> **SHORT PROBLEM**
Gather every row below that contains the word "mountain", and copy each one out in full.

··· EXERCISE INPUT ···

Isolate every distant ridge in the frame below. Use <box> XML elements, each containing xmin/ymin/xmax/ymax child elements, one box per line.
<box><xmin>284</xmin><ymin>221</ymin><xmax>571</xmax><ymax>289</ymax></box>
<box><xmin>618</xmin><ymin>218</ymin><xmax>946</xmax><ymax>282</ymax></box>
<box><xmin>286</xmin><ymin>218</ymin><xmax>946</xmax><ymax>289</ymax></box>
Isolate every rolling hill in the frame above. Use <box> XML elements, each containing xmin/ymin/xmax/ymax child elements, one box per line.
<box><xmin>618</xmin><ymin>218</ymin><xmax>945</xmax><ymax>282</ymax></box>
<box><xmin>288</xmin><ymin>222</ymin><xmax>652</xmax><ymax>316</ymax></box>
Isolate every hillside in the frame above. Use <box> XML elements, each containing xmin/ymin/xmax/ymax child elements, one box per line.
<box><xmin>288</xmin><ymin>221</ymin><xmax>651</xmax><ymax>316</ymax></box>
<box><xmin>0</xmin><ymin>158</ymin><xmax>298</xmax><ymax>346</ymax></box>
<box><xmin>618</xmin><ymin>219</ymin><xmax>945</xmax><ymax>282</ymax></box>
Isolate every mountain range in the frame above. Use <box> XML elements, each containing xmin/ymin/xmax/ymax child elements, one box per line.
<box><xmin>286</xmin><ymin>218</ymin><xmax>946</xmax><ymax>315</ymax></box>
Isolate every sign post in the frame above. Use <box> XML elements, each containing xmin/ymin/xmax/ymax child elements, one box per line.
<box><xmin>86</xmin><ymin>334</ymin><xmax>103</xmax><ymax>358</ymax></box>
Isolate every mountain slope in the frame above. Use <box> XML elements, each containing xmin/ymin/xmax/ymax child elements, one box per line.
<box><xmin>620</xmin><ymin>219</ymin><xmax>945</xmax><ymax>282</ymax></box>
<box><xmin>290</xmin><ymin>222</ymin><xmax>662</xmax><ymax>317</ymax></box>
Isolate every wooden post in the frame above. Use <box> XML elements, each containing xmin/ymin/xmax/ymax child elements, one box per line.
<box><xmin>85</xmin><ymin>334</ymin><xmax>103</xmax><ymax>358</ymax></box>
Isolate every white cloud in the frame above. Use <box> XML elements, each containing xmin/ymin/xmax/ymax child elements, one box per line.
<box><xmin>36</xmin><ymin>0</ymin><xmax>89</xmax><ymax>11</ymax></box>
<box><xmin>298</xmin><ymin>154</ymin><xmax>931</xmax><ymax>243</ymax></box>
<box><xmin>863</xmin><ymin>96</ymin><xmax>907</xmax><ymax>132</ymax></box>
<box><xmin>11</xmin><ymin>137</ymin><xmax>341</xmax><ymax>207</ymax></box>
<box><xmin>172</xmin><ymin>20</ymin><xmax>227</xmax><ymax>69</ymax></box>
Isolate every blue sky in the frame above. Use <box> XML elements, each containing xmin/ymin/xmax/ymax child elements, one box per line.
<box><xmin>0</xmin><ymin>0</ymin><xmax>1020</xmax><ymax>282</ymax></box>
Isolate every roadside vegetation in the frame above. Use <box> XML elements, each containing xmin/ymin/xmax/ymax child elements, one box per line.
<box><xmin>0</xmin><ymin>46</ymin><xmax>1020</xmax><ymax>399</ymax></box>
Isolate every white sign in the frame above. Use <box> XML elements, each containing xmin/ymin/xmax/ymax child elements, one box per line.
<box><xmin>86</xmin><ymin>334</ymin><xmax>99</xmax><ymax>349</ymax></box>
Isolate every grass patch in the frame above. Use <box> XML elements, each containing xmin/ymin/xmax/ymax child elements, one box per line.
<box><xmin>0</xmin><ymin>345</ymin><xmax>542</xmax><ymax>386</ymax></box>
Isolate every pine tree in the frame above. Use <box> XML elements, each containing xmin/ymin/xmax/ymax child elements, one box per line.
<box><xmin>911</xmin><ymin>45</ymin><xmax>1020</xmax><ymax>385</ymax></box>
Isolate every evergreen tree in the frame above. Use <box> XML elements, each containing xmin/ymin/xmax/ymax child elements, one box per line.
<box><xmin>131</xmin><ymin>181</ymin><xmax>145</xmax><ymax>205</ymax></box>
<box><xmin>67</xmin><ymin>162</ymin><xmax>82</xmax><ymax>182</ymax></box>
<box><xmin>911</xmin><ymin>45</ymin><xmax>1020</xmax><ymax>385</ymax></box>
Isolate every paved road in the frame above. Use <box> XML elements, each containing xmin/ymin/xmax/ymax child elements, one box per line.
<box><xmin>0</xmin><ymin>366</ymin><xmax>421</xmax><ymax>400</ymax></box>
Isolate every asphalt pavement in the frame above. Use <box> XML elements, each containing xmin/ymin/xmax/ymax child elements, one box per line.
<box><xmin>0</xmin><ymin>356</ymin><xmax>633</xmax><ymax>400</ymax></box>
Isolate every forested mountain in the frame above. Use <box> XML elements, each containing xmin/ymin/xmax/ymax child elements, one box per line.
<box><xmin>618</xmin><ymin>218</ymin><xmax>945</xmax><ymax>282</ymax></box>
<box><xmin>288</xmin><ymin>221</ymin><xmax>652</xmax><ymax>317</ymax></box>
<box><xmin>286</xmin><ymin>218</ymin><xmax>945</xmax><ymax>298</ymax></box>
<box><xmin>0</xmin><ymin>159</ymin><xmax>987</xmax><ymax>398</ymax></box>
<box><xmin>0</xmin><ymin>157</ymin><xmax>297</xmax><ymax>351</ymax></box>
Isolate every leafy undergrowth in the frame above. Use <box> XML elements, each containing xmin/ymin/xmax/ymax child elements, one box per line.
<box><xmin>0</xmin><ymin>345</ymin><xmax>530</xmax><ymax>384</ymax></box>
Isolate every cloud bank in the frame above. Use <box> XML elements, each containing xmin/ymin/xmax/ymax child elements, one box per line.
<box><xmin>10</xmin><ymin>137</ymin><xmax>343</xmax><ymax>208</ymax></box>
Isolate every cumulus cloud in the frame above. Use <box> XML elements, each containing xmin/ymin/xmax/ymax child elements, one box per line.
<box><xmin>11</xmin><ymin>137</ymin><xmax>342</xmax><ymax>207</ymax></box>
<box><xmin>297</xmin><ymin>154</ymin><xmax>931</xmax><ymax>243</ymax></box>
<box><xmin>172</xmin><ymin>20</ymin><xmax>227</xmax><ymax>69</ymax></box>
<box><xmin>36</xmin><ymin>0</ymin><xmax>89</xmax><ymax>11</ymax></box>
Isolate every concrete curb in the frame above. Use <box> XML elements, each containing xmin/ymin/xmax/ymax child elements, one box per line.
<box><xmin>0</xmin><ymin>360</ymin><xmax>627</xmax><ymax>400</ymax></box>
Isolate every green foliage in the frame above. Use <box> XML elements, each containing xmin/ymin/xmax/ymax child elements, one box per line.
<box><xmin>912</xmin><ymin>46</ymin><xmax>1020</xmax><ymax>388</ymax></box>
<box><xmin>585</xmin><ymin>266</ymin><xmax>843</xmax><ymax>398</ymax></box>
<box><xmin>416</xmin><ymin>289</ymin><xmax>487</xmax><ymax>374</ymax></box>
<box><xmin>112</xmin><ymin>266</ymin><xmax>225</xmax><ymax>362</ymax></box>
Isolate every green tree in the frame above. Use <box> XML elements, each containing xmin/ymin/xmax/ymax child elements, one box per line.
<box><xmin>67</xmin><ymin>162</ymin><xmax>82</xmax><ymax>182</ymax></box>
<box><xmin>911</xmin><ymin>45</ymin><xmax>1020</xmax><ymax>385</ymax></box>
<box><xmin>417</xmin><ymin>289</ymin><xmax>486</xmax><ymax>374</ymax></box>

···

> **OUTPUT OF THE TASK**
Isolate every mountain range in the frame above. Use <box> XML elements, each containing xmin/ymin/xmax/ymax child elements, one box per line.
Isolate every mountain slope in the frame above. Use <box> XML elements, each containing xmin/ymin/xmax/ymax child elements, one box per line.
Isolate every forested mountain in the frame above. Use <box> XML elements, each containing xmin/ymin/xmax/ymax child elements, one box per line.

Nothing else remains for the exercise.